• DATA PROVIDED:
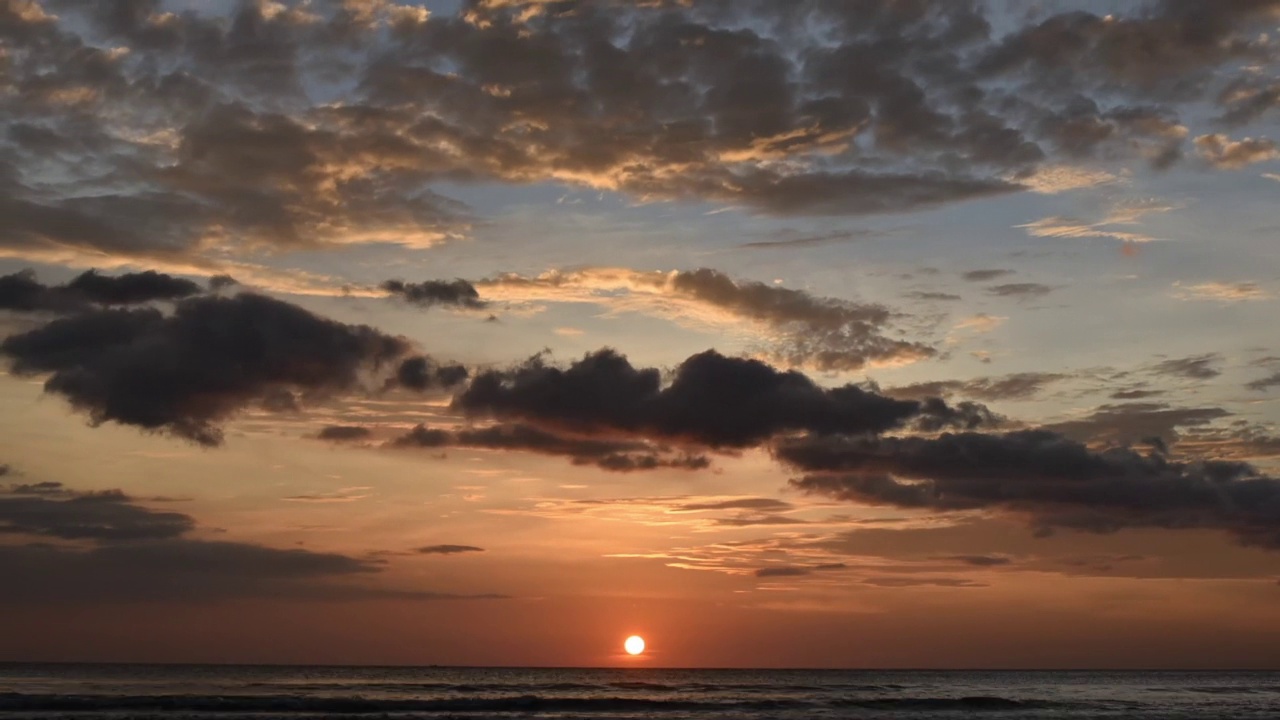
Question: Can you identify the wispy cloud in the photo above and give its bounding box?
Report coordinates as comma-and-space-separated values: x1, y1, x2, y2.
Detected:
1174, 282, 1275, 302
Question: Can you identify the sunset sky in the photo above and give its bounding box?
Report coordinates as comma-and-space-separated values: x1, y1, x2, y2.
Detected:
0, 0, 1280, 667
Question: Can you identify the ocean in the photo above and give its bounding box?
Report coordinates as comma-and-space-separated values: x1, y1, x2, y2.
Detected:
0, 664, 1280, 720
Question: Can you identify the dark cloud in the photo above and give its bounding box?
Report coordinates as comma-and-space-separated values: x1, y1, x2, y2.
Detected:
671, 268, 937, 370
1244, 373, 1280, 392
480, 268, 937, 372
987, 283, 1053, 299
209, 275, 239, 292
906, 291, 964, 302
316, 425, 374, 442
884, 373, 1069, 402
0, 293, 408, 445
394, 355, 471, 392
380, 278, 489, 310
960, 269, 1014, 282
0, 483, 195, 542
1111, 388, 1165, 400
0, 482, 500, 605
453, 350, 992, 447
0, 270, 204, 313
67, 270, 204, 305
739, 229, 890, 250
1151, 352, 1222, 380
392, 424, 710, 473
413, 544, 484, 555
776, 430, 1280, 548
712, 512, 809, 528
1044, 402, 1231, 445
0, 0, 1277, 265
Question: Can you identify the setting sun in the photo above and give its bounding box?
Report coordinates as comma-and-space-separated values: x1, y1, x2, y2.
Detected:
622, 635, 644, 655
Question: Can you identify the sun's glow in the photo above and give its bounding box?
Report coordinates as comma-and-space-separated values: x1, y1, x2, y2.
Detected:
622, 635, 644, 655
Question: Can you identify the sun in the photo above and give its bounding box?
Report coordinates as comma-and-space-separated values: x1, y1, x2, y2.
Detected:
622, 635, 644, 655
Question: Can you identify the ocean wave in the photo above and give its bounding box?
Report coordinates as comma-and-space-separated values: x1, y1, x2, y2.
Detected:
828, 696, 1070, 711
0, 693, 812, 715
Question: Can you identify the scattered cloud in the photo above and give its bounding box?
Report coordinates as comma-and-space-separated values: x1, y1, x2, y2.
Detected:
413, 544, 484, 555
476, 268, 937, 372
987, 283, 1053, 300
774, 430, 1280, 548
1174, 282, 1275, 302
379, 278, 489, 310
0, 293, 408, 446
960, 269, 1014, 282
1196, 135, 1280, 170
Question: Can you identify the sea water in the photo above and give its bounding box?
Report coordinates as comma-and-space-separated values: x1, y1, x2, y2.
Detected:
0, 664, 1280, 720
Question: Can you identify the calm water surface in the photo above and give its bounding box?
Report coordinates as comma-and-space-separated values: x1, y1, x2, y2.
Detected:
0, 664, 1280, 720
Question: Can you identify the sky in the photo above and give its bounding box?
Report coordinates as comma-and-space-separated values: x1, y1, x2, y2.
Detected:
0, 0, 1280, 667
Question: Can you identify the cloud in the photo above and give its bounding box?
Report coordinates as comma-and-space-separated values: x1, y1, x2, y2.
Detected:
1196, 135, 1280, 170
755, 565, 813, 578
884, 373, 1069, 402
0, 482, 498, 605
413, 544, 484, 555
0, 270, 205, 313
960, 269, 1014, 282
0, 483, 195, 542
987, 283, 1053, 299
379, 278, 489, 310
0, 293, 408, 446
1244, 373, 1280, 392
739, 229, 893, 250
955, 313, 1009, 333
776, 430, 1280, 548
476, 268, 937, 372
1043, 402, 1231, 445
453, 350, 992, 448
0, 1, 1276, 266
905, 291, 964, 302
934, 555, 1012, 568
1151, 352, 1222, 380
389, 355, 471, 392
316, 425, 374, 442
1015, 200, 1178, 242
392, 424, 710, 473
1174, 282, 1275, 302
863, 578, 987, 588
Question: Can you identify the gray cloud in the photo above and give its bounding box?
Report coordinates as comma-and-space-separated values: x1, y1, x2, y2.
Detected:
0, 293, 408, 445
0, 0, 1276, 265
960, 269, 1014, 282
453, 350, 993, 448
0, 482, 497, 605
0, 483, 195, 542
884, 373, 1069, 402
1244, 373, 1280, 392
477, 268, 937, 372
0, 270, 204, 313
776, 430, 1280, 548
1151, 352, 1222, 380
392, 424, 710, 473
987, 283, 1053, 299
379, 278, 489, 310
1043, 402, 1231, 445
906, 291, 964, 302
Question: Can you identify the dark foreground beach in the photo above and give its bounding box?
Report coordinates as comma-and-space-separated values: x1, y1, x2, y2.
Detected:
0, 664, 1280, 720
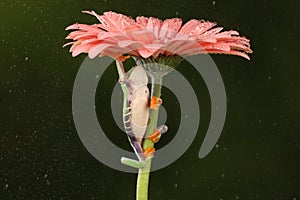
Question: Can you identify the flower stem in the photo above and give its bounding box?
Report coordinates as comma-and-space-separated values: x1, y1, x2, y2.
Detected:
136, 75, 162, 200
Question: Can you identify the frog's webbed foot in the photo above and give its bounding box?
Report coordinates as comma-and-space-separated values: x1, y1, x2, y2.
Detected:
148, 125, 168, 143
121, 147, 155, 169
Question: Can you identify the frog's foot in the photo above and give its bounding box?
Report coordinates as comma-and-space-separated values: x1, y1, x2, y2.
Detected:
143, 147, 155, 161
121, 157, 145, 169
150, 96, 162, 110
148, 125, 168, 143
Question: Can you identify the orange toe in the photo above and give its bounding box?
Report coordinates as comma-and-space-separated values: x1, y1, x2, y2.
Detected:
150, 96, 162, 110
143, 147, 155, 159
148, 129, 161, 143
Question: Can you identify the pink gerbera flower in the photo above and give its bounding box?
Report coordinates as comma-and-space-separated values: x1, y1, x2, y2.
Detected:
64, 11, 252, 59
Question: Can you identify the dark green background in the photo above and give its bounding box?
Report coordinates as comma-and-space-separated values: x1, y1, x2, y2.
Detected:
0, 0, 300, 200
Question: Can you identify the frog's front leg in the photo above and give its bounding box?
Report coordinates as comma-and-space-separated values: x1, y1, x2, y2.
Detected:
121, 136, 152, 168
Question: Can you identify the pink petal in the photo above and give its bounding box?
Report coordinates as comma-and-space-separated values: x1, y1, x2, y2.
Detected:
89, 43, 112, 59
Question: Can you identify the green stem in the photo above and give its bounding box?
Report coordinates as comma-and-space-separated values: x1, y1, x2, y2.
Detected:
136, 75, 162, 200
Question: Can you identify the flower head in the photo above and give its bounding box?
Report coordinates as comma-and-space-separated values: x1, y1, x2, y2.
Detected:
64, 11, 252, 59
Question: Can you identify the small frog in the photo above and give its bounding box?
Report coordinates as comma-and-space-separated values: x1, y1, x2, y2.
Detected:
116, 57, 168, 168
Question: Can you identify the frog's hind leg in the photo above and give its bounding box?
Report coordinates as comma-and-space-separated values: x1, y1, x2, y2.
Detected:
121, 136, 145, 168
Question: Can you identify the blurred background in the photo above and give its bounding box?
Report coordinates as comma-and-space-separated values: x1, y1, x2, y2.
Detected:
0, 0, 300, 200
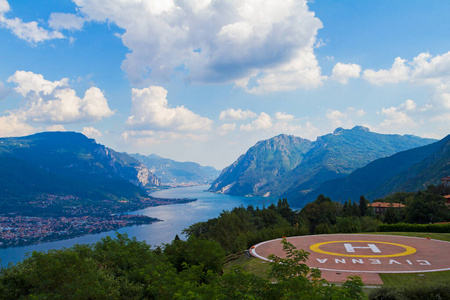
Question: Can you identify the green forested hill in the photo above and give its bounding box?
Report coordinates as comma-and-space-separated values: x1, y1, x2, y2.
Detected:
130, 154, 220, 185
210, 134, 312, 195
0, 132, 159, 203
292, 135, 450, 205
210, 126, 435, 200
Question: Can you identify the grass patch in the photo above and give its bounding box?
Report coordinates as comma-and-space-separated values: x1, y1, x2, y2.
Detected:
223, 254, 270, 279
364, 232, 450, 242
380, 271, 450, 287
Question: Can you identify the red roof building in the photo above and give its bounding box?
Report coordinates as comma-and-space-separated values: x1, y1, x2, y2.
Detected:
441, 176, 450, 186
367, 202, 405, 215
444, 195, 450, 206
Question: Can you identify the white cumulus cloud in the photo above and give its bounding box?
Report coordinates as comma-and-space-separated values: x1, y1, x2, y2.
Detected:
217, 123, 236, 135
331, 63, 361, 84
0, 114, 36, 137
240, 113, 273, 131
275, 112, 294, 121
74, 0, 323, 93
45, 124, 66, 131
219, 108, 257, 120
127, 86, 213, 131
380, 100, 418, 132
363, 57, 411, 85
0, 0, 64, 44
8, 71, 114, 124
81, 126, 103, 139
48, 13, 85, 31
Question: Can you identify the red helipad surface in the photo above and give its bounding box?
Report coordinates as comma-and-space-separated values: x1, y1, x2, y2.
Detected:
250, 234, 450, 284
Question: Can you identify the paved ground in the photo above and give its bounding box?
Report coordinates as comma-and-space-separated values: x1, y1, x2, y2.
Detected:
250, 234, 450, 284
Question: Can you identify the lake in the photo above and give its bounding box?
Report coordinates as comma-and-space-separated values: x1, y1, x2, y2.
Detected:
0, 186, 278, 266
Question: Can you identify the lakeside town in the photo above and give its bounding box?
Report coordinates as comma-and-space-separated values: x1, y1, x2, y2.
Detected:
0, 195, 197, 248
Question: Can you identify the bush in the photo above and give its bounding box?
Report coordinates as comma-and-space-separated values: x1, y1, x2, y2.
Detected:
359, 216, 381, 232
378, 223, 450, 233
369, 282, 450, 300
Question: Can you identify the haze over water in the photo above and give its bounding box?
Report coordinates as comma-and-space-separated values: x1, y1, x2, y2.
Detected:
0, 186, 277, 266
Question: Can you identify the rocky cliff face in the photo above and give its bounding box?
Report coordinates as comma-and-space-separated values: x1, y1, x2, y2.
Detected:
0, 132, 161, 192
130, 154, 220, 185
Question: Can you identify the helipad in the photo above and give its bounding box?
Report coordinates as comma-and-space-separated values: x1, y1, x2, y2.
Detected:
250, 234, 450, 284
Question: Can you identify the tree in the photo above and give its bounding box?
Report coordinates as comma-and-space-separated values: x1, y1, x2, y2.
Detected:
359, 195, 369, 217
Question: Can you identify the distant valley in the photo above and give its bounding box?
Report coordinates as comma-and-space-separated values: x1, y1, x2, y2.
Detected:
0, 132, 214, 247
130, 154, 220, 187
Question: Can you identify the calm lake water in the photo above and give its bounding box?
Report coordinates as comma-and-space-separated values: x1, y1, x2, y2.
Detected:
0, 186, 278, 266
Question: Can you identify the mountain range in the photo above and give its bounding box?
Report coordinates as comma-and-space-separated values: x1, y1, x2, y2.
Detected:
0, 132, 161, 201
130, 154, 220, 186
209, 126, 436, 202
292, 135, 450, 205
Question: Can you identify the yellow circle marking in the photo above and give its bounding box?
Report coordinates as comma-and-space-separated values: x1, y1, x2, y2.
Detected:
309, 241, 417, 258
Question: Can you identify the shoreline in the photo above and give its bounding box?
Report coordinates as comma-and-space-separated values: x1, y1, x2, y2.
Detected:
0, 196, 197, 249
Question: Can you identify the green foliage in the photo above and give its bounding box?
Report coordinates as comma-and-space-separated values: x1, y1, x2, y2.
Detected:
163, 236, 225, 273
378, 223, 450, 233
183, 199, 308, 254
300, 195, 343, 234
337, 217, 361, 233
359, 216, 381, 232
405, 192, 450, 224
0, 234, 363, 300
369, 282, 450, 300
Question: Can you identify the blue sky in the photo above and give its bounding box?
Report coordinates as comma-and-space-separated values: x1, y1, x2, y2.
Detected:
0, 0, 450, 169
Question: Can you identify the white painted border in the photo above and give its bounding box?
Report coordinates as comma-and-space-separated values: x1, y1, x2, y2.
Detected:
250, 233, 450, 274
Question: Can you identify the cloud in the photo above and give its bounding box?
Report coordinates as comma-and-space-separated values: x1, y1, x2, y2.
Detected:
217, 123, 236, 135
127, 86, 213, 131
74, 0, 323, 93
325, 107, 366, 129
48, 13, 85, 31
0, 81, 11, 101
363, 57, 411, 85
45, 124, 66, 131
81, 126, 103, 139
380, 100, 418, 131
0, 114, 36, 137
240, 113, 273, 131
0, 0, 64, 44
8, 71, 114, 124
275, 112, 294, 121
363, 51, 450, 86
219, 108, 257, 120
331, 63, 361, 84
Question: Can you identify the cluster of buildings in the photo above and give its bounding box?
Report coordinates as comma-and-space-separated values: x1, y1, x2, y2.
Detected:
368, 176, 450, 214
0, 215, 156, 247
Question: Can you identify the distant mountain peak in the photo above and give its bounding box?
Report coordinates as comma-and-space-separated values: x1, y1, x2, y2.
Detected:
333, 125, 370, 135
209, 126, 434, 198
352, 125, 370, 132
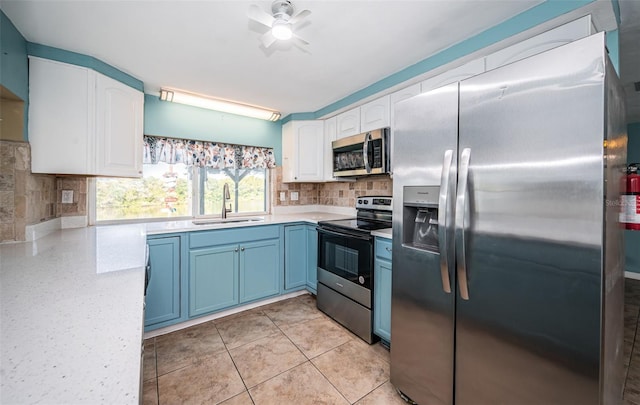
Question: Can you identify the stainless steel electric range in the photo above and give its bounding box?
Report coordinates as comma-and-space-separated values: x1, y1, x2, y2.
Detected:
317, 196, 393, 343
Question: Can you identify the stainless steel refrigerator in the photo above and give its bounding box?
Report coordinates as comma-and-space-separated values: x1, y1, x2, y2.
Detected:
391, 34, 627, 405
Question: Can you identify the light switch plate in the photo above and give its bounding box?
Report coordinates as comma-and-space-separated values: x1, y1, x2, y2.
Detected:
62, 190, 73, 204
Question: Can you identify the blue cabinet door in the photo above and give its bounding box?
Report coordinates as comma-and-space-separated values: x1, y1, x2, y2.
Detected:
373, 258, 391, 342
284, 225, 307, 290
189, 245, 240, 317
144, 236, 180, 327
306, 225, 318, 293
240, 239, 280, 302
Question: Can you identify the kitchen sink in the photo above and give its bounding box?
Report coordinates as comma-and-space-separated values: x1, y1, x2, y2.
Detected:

• TASK DIRECTIONS:
Rewrite the listing from the line with "Question: Can you identify the stainless steel refrigerator" up to and including the line with "240, 239, 280, 302", substituting "blue cupboard door" for "blue cabinet door" and leaving everything else unchanged.

• OUTPUT FOR THIS EXERCISE:
Question: Can you identify the stainless steel refrigerator in the photo above and give its bounding box?
Report coordinates as comma-and-space-separated values: x1, y1, x2, y2.
Detected:
391, 34, 627, 405
Question: Can you identify the light switch plate in the photo above and give its bounding box?
Report coordinates as comma-and-space-separated values: x1, y1, x2, y2.
Detected:
62, 190, 73, 204
Question: Can you identify the blue cupboard door in the photo above and give its bounding box?
Report coordinates as comma-and-space-separated values: x1, y1, x2, y2.
Detected:
373, 258, 391, 342
284, 225, 307, 290
189, 245, 240, 317
144, 236, 180, 327
306, 225, 318, 293
240, 239, 280, 302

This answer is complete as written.